YOUR TASK: Output exactly, please, the lines of the records below from the one containing "For each instance of the wooden cutting" through the final line.

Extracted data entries
————

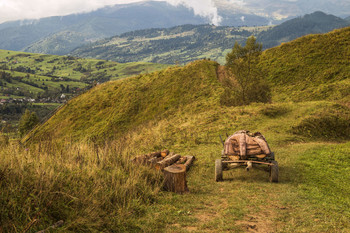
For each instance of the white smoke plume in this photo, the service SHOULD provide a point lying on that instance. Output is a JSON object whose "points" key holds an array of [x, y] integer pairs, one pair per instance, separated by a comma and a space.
{"points": [[204, 8], [35, 9]]}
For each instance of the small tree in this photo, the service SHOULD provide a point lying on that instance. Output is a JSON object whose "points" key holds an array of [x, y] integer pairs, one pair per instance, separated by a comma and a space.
{"points": [[27, 122], [242, 66]]}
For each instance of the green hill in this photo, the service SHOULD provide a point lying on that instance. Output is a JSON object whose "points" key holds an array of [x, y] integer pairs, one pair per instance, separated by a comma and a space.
{"points": [[43, 82], [180, 44], [313, 67], [317, 22], [307, 69], [79, 169]]}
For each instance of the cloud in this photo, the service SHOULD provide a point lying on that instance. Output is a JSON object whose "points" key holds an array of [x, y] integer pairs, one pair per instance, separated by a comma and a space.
{"points": [[204, 8], [35, 9]]}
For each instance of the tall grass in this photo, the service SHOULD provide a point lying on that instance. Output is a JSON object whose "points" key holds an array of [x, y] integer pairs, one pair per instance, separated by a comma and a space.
{"points": [[90, 188]]}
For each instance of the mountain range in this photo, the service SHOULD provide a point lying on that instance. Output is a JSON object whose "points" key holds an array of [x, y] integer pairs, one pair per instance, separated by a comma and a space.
{"points": [[190, 42], [60, 35]]}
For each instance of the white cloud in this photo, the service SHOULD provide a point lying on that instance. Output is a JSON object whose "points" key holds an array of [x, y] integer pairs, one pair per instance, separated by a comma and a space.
{"points": [[35, 9], [205, 8]]}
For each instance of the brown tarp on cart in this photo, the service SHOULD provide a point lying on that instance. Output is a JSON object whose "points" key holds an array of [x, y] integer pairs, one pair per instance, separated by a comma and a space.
{"points": [[245, 144]]}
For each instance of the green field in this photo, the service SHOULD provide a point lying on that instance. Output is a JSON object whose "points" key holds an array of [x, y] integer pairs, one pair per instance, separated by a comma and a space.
{"points": [[76, 167]]}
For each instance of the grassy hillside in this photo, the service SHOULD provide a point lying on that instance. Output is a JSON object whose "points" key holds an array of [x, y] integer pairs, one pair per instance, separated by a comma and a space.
{"points": [[313, 67], [79, 170], [114, 108], [42, 82], [317, 22], [168, 46]]}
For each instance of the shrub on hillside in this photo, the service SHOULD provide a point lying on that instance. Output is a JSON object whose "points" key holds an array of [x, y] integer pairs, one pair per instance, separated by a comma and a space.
{"points": [[248, 82]]}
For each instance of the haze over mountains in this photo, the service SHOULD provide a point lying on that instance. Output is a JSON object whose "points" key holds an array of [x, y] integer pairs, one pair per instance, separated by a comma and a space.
{"points": [[190, 42], [62, 34]]}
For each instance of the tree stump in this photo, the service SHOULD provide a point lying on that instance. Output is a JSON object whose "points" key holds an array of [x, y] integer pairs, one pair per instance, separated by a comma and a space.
{"points": [[189, 161], [167, 162], [175, 178]]}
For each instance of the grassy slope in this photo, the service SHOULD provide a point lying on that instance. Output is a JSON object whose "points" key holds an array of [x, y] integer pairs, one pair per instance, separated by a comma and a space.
{"points": [[179, 109], [113, 108], [313, 67]]}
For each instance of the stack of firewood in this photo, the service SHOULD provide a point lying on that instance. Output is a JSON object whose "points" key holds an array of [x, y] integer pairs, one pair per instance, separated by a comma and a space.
{"points": [[173, 166]]}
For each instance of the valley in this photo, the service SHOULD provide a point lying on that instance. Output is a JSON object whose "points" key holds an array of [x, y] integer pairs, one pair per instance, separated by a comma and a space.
{"points": [[74, 171]]}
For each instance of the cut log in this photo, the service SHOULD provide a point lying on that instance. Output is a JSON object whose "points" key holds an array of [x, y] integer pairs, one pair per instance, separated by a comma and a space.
{"points": [[249, 166], [181, 160], [153, 161], [167, 162], [142, 159], [156, 154], [164, 153], [169, 155], [189, 162], [175, 178]]}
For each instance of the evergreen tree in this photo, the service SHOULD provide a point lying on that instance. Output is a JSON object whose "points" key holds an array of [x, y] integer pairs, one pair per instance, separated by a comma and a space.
{"points": [[27, 122], [242, 66]]}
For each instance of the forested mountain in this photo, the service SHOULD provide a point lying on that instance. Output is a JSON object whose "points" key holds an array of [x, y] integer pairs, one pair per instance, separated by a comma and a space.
{"points": [[178, 44], [190, 42], [60, 35], [317, 22]]}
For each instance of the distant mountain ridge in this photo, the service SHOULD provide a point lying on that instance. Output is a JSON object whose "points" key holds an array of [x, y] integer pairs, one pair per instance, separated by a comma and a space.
{"points": [[317, 22], [60, 35], [190, 42], [180, 44]]}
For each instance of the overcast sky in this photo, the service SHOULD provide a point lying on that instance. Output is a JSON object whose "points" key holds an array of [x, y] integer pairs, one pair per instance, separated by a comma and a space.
{"points": [[35, 9]]}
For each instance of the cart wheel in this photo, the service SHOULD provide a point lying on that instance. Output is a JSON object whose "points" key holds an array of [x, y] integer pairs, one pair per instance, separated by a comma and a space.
{"points": [[274, 172], [218, 170]]}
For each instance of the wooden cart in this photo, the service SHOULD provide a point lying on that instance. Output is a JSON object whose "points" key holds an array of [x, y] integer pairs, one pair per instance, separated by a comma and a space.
{"points": [[235, 161]]}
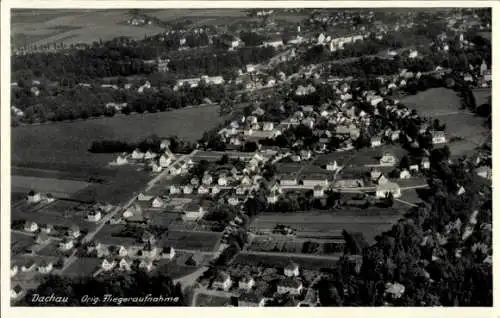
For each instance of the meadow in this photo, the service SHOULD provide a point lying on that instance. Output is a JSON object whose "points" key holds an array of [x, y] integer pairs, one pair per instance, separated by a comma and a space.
{"points": [[444, 104], [73, 26]]}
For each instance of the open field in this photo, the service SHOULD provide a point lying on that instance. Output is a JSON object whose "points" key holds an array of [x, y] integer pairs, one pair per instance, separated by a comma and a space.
{"points": [[370, 222], [19, 242], [278, 261], [57, 187], [444, 104], [62, 213], [184, 240], [51, 26], [68, 143], [83, 267]]}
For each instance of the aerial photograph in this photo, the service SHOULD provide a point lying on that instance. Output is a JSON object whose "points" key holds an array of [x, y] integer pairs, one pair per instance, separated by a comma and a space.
{"points": [[286, 157]]}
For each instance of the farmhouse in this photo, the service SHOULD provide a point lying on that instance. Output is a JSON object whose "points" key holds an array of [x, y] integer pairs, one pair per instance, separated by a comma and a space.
{"points": [[108, 264], [291, 270], [121, 160], [319, 191], [222, 281], [194, 211], [28, 266], [395, 290], [146, 265], [315, 179], [45, 267], [143, 197], [157, 202], [376, 141], [332, 166], [438, 137], [389, 187], [187, 189], [34, 197], [42, 238], [31, 227], [66, 244], [290, 286], [168, 252], [388, 160], [173, 189], [246, 283]]}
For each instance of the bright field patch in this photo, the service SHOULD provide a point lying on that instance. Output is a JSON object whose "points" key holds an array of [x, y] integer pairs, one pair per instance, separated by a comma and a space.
{"points": [[57, 187], [68, 143]]}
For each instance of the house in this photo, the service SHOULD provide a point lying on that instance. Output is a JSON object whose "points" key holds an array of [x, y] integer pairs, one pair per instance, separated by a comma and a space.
{"points": [[268, 126], [251, 299], [74, 232], [222, 180], [426, 164], [173, 189], [14, 269], [394, 290], [203, 190], [305, 154], [404, 174], [375, 174], [484, 172], [332, 166], [146, 265], [31, 227], [45, 267], [389, 187], [438, 137], [121, 160], [125, 264], [108, 264], [165, 161], [315, 179], [413, 168], [122, 251], [34, 197], [94, 216], [187, 189], [233, 201], [157, 202], [246, 283], [42, 238], [288, 180], [272, 197], [194, 211], [143, 197], [319, 191], [207, 179], [290, 286], [66, 244], [291, 270], [168, 252], [222, 281], [376, 141], [387, 160], [137, 154], [16, 291], [28, 266]]}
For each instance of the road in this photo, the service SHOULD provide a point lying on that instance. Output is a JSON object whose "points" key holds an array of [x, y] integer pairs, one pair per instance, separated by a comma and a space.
{"points": [[90, 236], [300, 255]]}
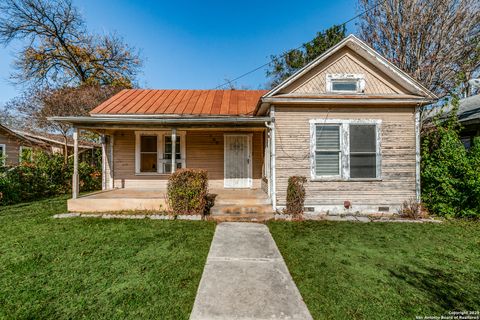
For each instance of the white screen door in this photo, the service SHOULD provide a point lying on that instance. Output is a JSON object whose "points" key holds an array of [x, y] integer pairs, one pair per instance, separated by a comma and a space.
{"points": [[237, 161]]}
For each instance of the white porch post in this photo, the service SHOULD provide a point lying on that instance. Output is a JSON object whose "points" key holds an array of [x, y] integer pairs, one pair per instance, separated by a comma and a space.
{"points": [[418, 189], [104, 162], [111, 180], [75, 184], [273, 153], [174, 146]]}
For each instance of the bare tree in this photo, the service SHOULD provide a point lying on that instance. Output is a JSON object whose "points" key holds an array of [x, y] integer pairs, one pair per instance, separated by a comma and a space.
{"points": [[35, 108], [436, 41], [59, 51]]}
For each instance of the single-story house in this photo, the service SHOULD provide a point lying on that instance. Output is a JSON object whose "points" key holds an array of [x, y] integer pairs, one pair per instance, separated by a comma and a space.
{"points": [[347, 121], [55, 143], [13, 146], [16, 145]]}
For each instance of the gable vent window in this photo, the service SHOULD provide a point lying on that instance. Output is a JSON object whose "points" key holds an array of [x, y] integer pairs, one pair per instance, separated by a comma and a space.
{"points": [[345, 149], [345, 83]]}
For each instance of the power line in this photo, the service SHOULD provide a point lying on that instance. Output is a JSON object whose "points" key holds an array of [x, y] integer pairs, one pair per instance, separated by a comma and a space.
{"points": [[281, 56]]}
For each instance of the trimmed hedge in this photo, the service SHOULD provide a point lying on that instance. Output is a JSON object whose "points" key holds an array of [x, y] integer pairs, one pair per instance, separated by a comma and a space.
{"points": [[295, 195], [187, 191], [45, 176]]}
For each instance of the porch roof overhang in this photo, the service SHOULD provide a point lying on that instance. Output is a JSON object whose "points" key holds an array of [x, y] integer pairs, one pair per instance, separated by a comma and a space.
{"points": [[148, 121]]}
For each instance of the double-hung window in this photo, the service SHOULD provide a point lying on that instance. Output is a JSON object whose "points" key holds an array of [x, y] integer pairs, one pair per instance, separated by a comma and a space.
{"points": [[25, 154], [153, 153], [345, 149], [167, 153], [327, 150]]}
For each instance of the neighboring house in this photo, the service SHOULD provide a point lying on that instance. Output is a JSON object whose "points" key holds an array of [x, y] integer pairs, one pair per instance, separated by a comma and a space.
{"points": [[347, 121], [16, 144]]}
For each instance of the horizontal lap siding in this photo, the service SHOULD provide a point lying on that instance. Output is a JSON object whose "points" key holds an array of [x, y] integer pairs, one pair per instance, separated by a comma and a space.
{"points": [[12, 146], [397, 147], [204, 150]]}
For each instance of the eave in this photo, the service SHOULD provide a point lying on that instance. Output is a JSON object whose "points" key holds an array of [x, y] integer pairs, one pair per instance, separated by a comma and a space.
{"points": [[145, 121], [343, 101]]}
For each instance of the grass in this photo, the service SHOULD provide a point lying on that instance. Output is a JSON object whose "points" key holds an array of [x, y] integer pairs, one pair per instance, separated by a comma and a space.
{"points": [[382, 270], [97, 268]]}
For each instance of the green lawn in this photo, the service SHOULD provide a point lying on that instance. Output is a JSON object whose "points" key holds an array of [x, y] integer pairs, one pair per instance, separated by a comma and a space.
{"points": [[96, 268], [382, 270]]}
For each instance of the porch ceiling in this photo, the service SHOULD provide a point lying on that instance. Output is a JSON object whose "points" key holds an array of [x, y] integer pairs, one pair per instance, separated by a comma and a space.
{"points": [[127, 122]]}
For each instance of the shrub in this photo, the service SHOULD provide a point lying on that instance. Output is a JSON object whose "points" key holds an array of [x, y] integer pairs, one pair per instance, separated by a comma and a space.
{"points": [[187, 191], [295, 195], [412, 209], [450, 175]]}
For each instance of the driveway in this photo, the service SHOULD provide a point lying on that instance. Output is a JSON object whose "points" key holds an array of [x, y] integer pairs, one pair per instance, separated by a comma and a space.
{"points": [[245, 277]]}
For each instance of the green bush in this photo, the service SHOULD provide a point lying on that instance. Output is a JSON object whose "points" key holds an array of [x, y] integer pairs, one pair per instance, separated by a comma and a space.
{"points": [[187, 191], [450, 173], [295, 195], [44, 176]]}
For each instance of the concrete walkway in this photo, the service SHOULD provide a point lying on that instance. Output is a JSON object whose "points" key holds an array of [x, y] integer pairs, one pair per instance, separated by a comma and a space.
{"points": [[245, 277]]}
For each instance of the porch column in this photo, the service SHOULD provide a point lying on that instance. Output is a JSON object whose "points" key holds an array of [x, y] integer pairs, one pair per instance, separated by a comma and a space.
{"points": [[174, 146], [417, 154], [111, 181], [104, 162], [75, 184]]}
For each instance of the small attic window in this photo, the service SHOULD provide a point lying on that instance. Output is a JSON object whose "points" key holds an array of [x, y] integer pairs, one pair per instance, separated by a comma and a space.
{"points": [[345, 83]]}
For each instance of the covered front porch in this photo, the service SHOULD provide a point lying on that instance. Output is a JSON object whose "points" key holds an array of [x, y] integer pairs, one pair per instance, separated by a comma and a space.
{"points": [[227, 202], [139, 154]]}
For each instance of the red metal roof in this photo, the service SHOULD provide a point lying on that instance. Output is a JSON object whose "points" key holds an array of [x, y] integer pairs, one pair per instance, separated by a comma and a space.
{"points": [[181, 102]]}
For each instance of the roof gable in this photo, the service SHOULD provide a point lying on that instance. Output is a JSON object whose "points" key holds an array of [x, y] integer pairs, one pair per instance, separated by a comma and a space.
{"points": [[351, 56]]}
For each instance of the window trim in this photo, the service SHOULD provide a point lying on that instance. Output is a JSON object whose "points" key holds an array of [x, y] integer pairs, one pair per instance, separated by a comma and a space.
{"points": [[20, 152], [340, 151], [4, 153], [160, 150], [345, 148], [358, 77]]}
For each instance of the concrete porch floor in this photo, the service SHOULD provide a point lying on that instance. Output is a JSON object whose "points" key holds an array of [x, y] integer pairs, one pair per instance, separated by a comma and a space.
{"points": [[228, 201]]}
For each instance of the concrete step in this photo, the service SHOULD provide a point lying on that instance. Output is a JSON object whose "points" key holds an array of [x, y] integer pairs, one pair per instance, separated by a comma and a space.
{"points": [[221, 201], [240, 217], [236, 209]]}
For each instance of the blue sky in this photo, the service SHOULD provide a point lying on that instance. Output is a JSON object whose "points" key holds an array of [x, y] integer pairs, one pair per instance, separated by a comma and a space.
{"points": [[199, 44]]}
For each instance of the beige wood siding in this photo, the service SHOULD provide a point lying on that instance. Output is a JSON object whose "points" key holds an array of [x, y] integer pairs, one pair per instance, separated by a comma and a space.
{"points": [[12, 146], [345, 61], [204, 150], [397, 148]]}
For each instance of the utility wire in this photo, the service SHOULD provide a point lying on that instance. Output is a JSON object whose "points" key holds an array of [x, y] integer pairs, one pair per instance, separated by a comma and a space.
{"points": [[281, 56], [297, 48]]}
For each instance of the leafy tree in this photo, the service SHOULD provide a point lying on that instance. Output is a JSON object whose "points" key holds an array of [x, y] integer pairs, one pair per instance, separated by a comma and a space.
{"points": [[59, 51], [449, 172], [286, 64], [432, 40]]}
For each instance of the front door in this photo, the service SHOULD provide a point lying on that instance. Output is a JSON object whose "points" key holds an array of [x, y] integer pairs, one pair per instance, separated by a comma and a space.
{"points": [[238, 161]]}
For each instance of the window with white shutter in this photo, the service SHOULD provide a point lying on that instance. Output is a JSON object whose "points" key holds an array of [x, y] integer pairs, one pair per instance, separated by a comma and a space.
{"points": [[363, 151], [327, 150], [345, 149]]}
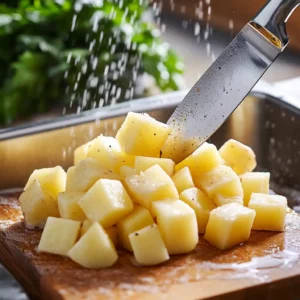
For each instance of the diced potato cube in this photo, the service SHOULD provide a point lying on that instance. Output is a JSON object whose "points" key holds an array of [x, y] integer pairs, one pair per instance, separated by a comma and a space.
{"points": [[142, 135], [106, 202], [86, 225], [95, 249], [204, 159], [52, 180], [68, 206], [177, 223], [84, 175], [59, 236], [238, 156], [138, 219], [37, 205], [183, 179], [126, 171], [255, 182], [111, 231], [152, 185], [222, 185], [81, 153], [148, 246], [143, 163], [229, 225], [107, 151], [200, 203], [270, 211]]}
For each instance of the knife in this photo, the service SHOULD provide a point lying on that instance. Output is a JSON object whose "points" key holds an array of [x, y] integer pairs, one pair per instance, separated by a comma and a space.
{"points": [[229, 79]]}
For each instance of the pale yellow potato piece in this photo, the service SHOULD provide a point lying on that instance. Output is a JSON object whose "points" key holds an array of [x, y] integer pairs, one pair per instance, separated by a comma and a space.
{"points": [[52, 180], [183, 179], [270, 211], [106, 202], [200, 203], [107, 151], [142, 135], [80, 153], [95, 249], [177, 223], [59, 236], [126, 171], [222, 185], [138, 219], [37, 205], [68, 206], [143, 163], [229, 225], [152, 185], [111, 231], [86, 225], [86, 173], [148, 246], [203, 160], [238, 156], [255, 182]]}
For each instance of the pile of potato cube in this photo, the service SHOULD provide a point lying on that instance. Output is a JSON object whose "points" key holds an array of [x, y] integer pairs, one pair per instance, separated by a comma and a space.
{"points": [[120, 193]]}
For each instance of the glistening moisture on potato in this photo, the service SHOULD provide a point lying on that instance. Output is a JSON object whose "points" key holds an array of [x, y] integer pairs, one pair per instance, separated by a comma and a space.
{"points": [[121, 194]]}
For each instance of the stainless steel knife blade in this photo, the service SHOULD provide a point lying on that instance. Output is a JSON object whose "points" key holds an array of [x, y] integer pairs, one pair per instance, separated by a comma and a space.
{"points": [[224, 85]]}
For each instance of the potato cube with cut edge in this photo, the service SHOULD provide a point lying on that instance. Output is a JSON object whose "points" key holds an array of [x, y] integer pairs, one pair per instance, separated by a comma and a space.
{"points": [[255, 182], [183, 179], [80, 153], [203, 160], [126, 171], [37, 205], [270, 211], [148, 246], [142, 163], [111, 231], [177, 223], [106, 202], [107, 151], [94, 249], [52, 180], [68, 206], [138, 219], [142, 135], [59, 236], [229, 225], [238, 156], [152, 185], [200, 203], [85, 174], [221, 184]]}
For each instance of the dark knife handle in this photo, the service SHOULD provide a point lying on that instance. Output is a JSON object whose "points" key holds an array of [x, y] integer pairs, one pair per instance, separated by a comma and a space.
{"points": [[274, 15]]}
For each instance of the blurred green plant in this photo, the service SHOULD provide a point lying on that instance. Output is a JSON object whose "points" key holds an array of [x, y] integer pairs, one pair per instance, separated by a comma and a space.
{"points": [[81, 53]]}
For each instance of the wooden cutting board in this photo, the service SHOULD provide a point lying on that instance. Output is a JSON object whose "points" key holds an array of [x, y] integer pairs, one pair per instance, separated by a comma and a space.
{"points": [[266, 267]]}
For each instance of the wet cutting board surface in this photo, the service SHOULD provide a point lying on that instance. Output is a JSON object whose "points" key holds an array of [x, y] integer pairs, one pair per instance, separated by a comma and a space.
{"points": [[266, 267]]}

————

THE COMPLETED TASK:
For each instance of the wooden cutting board in this photo, the service SHOULD provide a point lying on that instance. Output is a JSON object whose "points" key holds an array of [x, y] integer pairs, one pair per instance, separated by a comma and a space.
{"points": [[266, 267]]}
For each instance of the wet cutting board surface in this photo, the service SHOULD provide a point lying on that instance. Output is a JSON object whose "points" key holds an array of [x, y] integer pairs, one pair per instance, separated by a comma and a space.
{"points": [[266, 267]]}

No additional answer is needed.